▸ **Given text**
▬▬▬▬▬▬

Metallic coils that are used for the embolization of injured vessels are associated with complications such as coil migration and compaction, breakthrough bleeding, and toxicity. A shear-thinning biomaterial described in Science Translational Medicine was found to be a safe and viable alternative to coil embolic systems for endovascular embolization procedures.

Avery and colleagues sought to design an endovascular agent that could be rapidly deployed, prevent bleeding recurrence, create a cast of the vessel or aneurysm, and be useful in challenging clinical situations. They engineered and tested a shear-thinning biomaterial made up of a nanocomposite hydrogel that contained gelatin and silicate nanoparticles. The shear-thinning biomaterial showed similar haemostatic activity to clinically used metallic coils, the standard treatment for endovascular embolization. When injected in vitro or in vivo, the biomaterial completely conformed to the lumen contours to occlude the vessel. Consequently, incomplete occlusion was not a concern with this biomaterial, as it can occlude the vessel without relying on intrinsic thrombus formation, unlike in coils. Furthermore, the biomaterial withstood physiological pressures, and did not fragment or displace within the vessel when injected ex vivo.

▬▬▬▬▬▬

▸ **Record excerpts**
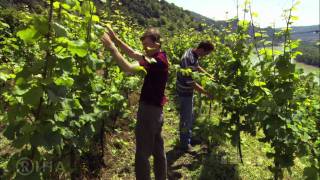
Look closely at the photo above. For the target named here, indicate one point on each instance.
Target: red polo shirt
(154, 85)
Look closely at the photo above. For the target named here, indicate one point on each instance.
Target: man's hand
(111, 33)
(107, 41)
(210, 96)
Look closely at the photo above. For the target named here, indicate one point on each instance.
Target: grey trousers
(149, 142)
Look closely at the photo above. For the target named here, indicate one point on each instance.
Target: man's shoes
(186, 149)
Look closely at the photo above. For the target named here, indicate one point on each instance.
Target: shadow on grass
(213, 165)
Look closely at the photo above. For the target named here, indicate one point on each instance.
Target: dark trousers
(149, 142)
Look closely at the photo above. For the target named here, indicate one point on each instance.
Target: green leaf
(64, 81)
(32, 97)
(27, 35)
(78, 48)
(60, 30)
(311, 173)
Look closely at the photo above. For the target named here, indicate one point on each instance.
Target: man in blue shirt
(185, 87)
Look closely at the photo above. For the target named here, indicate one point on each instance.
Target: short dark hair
(206, 46)
(153, 33)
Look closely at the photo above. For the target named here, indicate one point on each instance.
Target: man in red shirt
(150, 113)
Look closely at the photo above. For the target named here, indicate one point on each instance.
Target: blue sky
(269, 11)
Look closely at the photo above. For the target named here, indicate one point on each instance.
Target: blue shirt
(185, 83)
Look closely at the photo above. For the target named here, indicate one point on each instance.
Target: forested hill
(162, 13)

▬▬▬▬▬▬

▸ **Exercise tasks**
- A) In the embolization text, repeat word for word the passage that begins at "Metallic coils that" and stops after "endovascular embolization procedures.".
- B) Do these statements agree with the embolization text? Answer yes or no for each, and quote the words that decide it.
(i) The biomaterial was made of a hydrogel containing gelatin and silicate nanoparticles.
(ii) When injected ex vivo, the biomaterial fragmented within the vessel.
(iii) The biomaterial depends on intrinsic thrombus formation to occlude the vessel.
- C) What comes next in the embolization text? Write a continuation that starts after its final sentence.

▸ **Solved problems**
- A)
Metallic coils that are used for the embolization of injured vessels are associated with complications such as coil migration and compaction, breakthrough bleeding, and toxicity. A shear-thinning biomaterial described in Science Translational Medicine was found to be a safe and viable alternative to coil embolic systems for endovascular embolization procedures.

- B)
(i) Yes: "a nanocomposite hydrogel that contained gelatin and silicate nanoparticles"
(ii) No: "did not fragment or displace within the vessel when injected ex vivo"
(iii) No: "it can occlude the vessel without relying on intrinsic thrombus formation"

- C)
“We have generated a promising gel-based embolic agent that can be rapidly deployed from preloaded sterile syringes, completely occludes targeted arteries and veins, shows no indications of recanalization after injection, and is capable of performance in anticoagulated blood or in coagulopathic scenarios,” explain the investigators. “This study sets the stage for future studies and clinical trials to investigate the potential of shear-thinning, in situ gelling hydrogels in the management of vascular injuries or abnormalities and other conditions requiring endovascular embolization”.